▶ [PASSAGE PROVIDED]
[Bioperl-l] Processing large fasta sequences throught SeqIO
Jason Stajich
jason@chg.mc.duke.edu
Fri, 31 Aug 2001 11:31:22 -0400 (EDT)
On Fri, 31 Aug 2001, Josep Francesc Abril Ferrando wrote:
> Hi Jason,
>
> > > Error in tempdir() using /tmp/XXXXXXXXXX: Could not create directory
> > > /tmp/Z0gD8R0rlB: Too many links at
> > > /usr/lib/perl5/site_perl/5.005//Bio/Root/IO.pm line 457
> >
> > Is your tmp dir really full of files/directories or have not enough space
> > for the collection of all the sequence data? This seems like a system
> > problem.
>
> Currently, "/tmp" is only ~150Mb and I have more than 1Gb of free hard
> disk space (on a PC box with 386Mb of RAM, Red Hat 6.2 with kernel
> version 2.2.14, and perl 5.6.1). Maybe it could be a permissions
> issue.
>
Seems strange, again.
Will cook up a testing script for you in a minute. Can you at least do
% mkdir /tmp/me
% echo "I am great" > /tmp/me.txt
% rm -rf /tmp/me /tmp/me.txt
> > Do you have File::Temp installed? There is a known bug in 0.7 release
> > that if you do not have File::Temp installed the application will not
> > cleanup its tempdirs/tempfiles cleanly. Installing File::Temp will take
> > care of that.
>
> It is installed and it is version 0.12. Do I have to include the
> corresponding "use File::Temp;" in the script ? Maybe I have to tell
> our sysadmin to update both, File::Temp and BioPerl.
>
Nope, don't need to include it, it is done for you in Bio::Root::IO.
We have tried to make it as simple as possible to use the modules, and
I've never had the problems you can describe. 0.12 is fine for sure.
I have access to a RH box so I'll see if I can duplicate any of the
problems.
> > > If I look at the saved file, the sequence is OK (do not have more or
> > > less nucleotides than expected and they are in the correct ordering)

▶ [OBJECTIVES]
1 – In the BioPerl thread, which version of File::Temp does Josep report having installed?
2 – Carry the BioPerl thread on from its final line.
The data after the BioPerl thread is separate material.

▶ [DATASET ROWS]
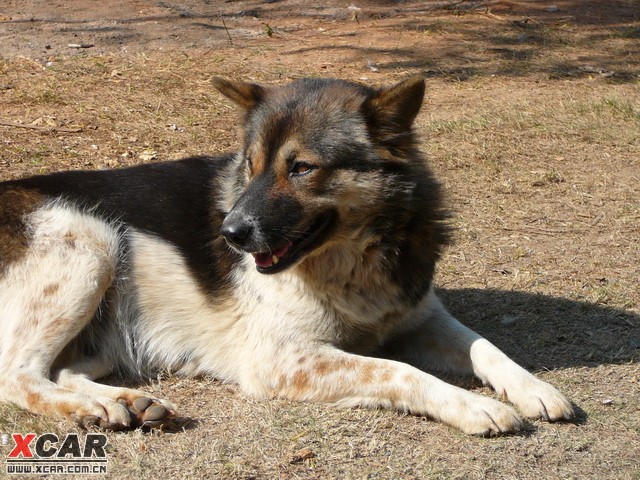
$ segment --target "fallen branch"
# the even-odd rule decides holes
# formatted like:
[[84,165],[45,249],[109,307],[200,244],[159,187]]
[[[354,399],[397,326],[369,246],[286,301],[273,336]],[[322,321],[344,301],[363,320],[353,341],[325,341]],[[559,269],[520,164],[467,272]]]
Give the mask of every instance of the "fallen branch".
[[67,127],[45,127],[43,125],[30,125],[24,123],[15,123],[8,120],[0,119],[0,126],[14,127],[14,128],[28,128],[30,130],[39,130],[41,132],[60,132],[60,133],[79,133],[82,132],[82,128],[67,128]]

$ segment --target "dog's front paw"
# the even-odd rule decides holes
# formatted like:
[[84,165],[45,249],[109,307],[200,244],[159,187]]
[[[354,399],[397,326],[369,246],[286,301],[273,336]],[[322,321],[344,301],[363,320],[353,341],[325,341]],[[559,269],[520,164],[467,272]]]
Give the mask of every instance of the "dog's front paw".
[[535,377],[527,379],[520,388],[501,393],[528,418],[555,422],[570,420],[575,415],[573,405],[564,395]]
[[509,405],[467,393],[468,398],[451,401],[447,413],[452,415],[452,418],[441,418],[442,421],[466,434],[483,437],[522,430],[524,426],[522,419]]

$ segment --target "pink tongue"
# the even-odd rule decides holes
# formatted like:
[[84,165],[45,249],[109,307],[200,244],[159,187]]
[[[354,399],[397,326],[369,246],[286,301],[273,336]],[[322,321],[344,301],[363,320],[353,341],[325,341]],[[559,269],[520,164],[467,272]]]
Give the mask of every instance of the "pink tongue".
[[252,253],[256,265],[262,268],[267,268],[273,265],[273,255],[269,252],[265,253]]
[[269,268],[273,265],[273,256],[275,255],[278,258],[282,257],[285,253],[287,253],[287,250],[289,250],[290,246],[291,243],[288,243],[284,247],[280,247],[273,252],[259,252],[252,253],[251,255],[253,255],[253,258],[256,261],[256,265],[262,268]]

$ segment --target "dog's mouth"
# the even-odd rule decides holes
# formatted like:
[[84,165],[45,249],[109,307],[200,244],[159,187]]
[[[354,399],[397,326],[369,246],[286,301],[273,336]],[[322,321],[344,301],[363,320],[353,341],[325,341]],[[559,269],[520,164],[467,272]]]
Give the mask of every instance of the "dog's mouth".
[[295,239],[287,239],[275,249],[265,252],[251,252],[260,273],[277,273],[289,268],[316,246],[324,242],[335,218],[334,212],[320,215],[311,226]]

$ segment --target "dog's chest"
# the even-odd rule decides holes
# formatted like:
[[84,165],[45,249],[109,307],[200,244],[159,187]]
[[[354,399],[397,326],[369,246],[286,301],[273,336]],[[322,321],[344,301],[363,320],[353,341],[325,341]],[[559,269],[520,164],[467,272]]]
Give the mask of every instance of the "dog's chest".
[[306,279],[307,294],[316,299],[310,305],[322,305],[330,341],[340,348],[356,353],[375,350],[410,310],[401,287],[380,265],[352,262],[333,275],[316,272]]

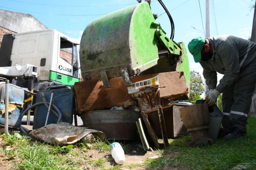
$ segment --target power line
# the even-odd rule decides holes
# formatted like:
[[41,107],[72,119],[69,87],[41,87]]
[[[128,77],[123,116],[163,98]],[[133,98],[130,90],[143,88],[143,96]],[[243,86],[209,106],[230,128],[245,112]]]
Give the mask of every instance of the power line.
[[118,4],[118,5],[100,5],[100,6],[70,6],[70,5],[64,5],[60,4],[49,4],[46,3],[29,3],[27,2],[23,2],[20,0],[8,0],[9,1],[13,1],[24,3],[29,3],[31,4],[47,6],[62,6],[62,7],[104,7],[105,6],[125,6],[127,5],[135,5],[135,3],[130,3],[126,4]]
[[198,3],[199,3],[199,8],[200,8],[200,13],[201,14],[201,20],[202,20],[202,25],[203,26],[203,30],[204,30],[204,37],[205,37],[205,32],[204,32],[204,23],[203,22],[203,17],[202,17],[202,11],[201,11],[201,6],[200,6],[200,1],[198,0]]
[[217,32],[217,35],[218,35],[218,29],[217,26],[217,22],[216,22],[216,15],[215,14],[215,7],[214,7],[214,0],[212,0],[212,8],[213,11],[213,14],[214,15],[214,20],[215,21],[215,26],[216,26],[216,31]]

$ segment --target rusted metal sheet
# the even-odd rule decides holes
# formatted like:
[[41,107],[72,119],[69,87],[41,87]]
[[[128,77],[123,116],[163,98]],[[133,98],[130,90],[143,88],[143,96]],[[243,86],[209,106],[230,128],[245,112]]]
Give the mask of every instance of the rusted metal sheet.
[[110,83],[111,88],[104,88],[102,81],[76,82],[74,88],[79,113],[110,108],[132,99],[122,77],[112,79]]
[[141,111],[146,112],[161,107],[160,96],[158,89],[148,89],[133,94],[132,97],[138,102]]
[[125,110],[90,111],[81,115],[84,125],[115,140],[134,139],[137,131],[136,122],[140,117],[139,112]]
[[165,86],[160,89],[160,97],[170,96],[171,99],[187,95],[189,88],[186,84],[183,71],[172,71],[155,74],[142,75],[131,78],[132,83],[152,78],[158,76],[159,85]]
[[[170,99],[173,100],[188,94],[188,88],[182,71],[135,76],[131,78],[131,81],[133,83],[157,75],[159,79],[159,85],[166,87],[159,89],[160,98],[169,96]],[[76,82],[74,87],[79,113],[81,114],[90,110],[110,108],[132,99],[131,96],[128,94],[127,87],[125,86],[122,77],[111,79],[110,83],[111,88],[104,88],[102,81],[89,80]]]

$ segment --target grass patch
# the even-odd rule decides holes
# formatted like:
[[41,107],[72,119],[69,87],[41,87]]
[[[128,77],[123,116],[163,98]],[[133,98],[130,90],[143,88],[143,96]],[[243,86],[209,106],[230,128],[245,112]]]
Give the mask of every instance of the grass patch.
[[211,146],[189,147],[190,136],[170,140],[169,147],[163,151],[163,156],[148,159],[147,166],[151,169],[163,169],[172,164],[193,170],[230,170],[246,163],[246,169],[256,169],[256,119],[249,118],[248,122],[246,136],[218,139]]

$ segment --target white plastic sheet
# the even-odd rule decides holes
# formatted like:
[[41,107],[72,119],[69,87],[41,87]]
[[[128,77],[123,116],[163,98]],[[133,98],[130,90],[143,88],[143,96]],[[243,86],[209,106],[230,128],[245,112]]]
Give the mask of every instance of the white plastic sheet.
[[106,137],[105,133],[100,131],[75,126],[66,122],[48,125],[32,130],[30,134],[45,142],[55,144],[71,144],[84,139],[91,143],[94,136],[101,139]]

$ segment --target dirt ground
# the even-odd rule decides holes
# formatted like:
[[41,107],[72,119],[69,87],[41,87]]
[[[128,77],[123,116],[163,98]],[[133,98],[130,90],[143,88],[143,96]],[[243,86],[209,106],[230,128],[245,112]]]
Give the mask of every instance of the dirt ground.
[[[146,159],[150,157],[158,157],[157,153],[154,152],[145,151],[143,149],[140,147],[140,141],[129,142],[128,144],[125,144],[128,146],[129,149],[125,150],[125,161],[123,165],[120,166],[122,170],[130,170],[128,167],[129,165],[137,164],[136,167],[132,168],[134,170],[145,170],[146,168],[143,166],[143,163]],[[22,162],[22,160],[18,157],[10,157],[5,155],[4,152],[8,152],[9,150],[15,150],[15,148],[6,147],[3,141],[3,138],[0,137],[0,149],[4,152],[0,153],[0,170],[12,169],[12,167],[17,162]],[[110,168],[116,166],[117,164],[112,158],[110,152],[99,152],[99,150],[95,149],[88,149],[86,152],[81,150],[77,147],[74,147],[73,149],[76,150],[79,155],[76,156],[77,158],[82,158],[86,156],[90,159],[98,160],[102,158],[106,158],[107,162],[105,164],[105,167],[106,168]],[[69,156],[68,154],[67,156]],[[93,167],[91,164],[88,163],[87,162],[84,160],[79,168],[85,170],[97,170],[100,168]],[[138,164],[140,164],[140,166]]]

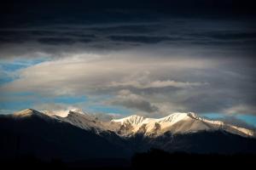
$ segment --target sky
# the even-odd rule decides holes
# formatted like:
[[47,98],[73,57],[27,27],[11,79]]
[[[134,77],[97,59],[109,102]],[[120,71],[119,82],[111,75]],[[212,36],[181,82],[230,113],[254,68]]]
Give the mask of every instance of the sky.
[[256,126],[253,1],[3,1],[0,113],[175,111]]

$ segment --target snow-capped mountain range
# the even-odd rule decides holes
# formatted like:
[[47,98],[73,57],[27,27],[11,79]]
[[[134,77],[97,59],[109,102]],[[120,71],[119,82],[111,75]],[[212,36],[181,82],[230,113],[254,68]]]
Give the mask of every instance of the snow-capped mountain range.
[[92,130],[96,133],[113,132],[118,135],[128,138],[137,134],[154,138],[166,133],[172,134],[185,134],[202,131],[224,131],[243,137],[256,137],[253,130],[226,124],[221,121],[212,121],[201,117],[195,113],[175,112],[162,118],[147,118],[132,115],[110,122],[102,122],[93,115],[83,112],[81,110],[69,111],[37,111],[27,109],[14,114],[15,117],[30,116],[32,114],[42,117],[51,117],[61,122],[68,122],[84,130]]
[[0,153],[4,153],[0,158],[15,158],[17,153],[20,156],[32,153],[45,160],[119,158],[150,148],[170,152],[256,153],[253,130],[195,113],[172,113],[158,119],[133,115],[102,122],[81,110],[26,109],[0,115]]

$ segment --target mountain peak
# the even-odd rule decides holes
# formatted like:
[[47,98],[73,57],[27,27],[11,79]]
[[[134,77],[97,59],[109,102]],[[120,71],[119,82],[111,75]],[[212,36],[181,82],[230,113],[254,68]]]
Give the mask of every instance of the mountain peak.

▶ [IN RESPONSE]
1 – Version 0.12.

2 –
> > > but the file contains a lot of empty lines (or just having '>') after
> > > the finished sequence. Any idea of what should be wrong in the
> > > following script:
> >
> > Nothing obvious is jumping out right now by looking at your code -
> > How large are your files?
>
> At this moment I am working around 50Mbp length sequences, but I would
> like being able to scale up to 250Mbp.
>
> > > Is that the right way to use "Bio::SeqIO" for processing large fasta
> > > files. Do I have to include "Bio::Seq::LargeSeq" and, if yes, how can
> > > I do that ?
> >
> > you could add the line
> > use Bio::Seq::LargeSeq;
> > just below --> use Bio::SeqIO <--
> > if you wanted, but it is included by the largefasta modules so it is
> > optional.
>
> Well, I've made some test, including "use Bio::Seq::LargeSeq" first
> and then also with "use File::Temp", and I've got the same results
> (the same error/warning -only changing the temporary directory name
> that cannot be created- and the same trailing extra lines).
>
> Thanks again... Josep F.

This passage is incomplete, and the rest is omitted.